◆ STATED PROBLEM ◆
Rewrite the data from the line with "Tag every instance of the dune" up to and including the line with "[1039, 562]", changing "shoreline" to "waterline" and leaving all else unaltered.

[Records from a data collection]
◇ ◇ ◇ ◇ ◇

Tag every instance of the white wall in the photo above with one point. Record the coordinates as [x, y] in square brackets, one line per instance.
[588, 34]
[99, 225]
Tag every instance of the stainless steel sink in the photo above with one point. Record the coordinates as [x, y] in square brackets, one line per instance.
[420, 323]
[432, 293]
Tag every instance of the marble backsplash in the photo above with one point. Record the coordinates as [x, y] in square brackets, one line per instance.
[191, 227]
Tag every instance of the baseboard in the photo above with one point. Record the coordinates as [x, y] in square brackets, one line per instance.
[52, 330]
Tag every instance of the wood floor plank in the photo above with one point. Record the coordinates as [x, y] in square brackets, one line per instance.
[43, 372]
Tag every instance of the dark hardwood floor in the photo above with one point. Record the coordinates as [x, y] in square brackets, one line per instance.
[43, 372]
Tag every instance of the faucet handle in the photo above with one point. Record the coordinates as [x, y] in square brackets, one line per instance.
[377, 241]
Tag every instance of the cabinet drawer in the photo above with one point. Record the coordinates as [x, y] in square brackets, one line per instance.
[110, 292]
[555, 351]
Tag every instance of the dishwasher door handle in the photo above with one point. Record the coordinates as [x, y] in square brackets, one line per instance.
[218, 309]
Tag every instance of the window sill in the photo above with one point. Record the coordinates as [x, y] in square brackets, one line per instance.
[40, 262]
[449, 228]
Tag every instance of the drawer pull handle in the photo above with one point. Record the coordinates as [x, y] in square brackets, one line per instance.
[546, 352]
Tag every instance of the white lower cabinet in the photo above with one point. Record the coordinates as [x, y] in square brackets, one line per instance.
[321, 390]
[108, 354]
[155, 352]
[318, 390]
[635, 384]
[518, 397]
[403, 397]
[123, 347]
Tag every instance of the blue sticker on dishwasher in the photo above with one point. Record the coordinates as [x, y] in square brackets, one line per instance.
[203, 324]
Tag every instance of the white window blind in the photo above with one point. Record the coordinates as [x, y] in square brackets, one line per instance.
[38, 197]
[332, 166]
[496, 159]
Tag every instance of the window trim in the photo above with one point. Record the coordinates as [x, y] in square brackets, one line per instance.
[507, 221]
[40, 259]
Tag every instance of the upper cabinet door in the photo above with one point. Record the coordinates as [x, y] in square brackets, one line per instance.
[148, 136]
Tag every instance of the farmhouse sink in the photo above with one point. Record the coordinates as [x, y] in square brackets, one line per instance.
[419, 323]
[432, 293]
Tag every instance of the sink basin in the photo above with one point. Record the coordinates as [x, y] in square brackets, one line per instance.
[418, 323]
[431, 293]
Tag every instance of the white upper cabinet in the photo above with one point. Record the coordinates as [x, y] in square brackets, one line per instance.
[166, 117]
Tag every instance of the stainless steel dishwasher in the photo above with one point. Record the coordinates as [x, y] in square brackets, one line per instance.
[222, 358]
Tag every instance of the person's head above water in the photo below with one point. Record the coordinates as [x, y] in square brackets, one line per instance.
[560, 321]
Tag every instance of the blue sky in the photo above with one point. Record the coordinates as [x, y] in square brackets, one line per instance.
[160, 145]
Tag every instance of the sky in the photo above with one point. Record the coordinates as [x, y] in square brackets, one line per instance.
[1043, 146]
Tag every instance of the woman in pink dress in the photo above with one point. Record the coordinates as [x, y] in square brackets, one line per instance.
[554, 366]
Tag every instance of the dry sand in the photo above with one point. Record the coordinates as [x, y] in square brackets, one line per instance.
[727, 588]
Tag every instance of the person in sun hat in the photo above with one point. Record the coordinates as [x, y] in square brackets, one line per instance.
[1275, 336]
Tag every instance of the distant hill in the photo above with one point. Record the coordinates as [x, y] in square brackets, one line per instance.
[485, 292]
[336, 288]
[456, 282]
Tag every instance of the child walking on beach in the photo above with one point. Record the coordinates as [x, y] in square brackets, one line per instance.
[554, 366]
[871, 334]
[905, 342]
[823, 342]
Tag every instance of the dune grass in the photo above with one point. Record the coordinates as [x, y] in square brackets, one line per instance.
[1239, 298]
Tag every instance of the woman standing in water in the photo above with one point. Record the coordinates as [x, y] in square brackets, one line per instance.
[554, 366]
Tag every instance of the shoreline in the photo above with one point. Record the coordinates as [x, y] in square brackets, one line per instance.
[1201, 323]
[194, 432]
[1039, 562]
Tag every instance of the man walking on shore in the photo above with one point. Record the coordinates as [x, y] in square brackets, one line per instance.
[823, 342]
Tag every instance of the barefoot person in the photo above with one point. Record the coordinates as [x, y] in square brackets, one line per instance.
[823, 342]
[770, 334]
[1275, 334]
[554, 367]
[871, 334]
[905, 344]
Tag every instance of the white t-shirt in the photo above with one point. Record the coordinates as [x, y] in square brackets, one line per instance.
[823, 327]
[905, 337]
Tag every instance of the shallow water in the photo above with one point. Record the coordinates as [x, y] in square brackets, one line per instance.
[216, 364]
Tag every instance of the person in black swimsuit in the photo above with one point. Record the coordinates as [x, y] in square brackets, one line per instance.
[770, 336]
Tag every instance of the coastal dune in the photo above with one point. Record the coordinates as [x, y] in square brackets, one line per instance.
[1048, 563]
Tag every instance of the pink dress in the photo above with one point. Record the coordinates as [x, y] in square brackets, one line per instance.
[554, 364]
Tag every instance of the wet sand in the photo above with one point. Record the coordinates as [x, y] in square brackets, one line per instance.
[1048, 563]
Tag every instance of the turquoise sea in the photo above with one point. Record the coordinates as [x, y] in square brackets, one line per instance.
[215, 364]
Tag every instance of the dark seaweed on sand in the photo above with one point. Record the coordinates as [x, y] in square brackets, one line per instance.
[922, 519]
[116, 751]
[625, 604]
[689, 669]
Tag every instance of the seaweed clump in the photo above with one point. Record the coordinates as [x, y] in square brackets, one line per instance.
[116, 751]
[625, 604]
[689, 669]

◇ ◇ ◇ ◇ ◇

◆ COMPLETED EXERCISE ◆
Tag every instance of the dune grass in the photo above with one point. Record the coordinates as [x, y] in square brackets, one line per instance.
[1239, 298]
Tag every instance of the woman standing in water in the photo above with one point. Record the coordinates as [x, y] in square brackets, one line per instance.
[554, 366]
Tag every instance of the waterline in the photo above with one point. Record the coordinates as [x, y] in square brackets, one line per instance.
[1201, 323]
[194, 432]
[1039, 562]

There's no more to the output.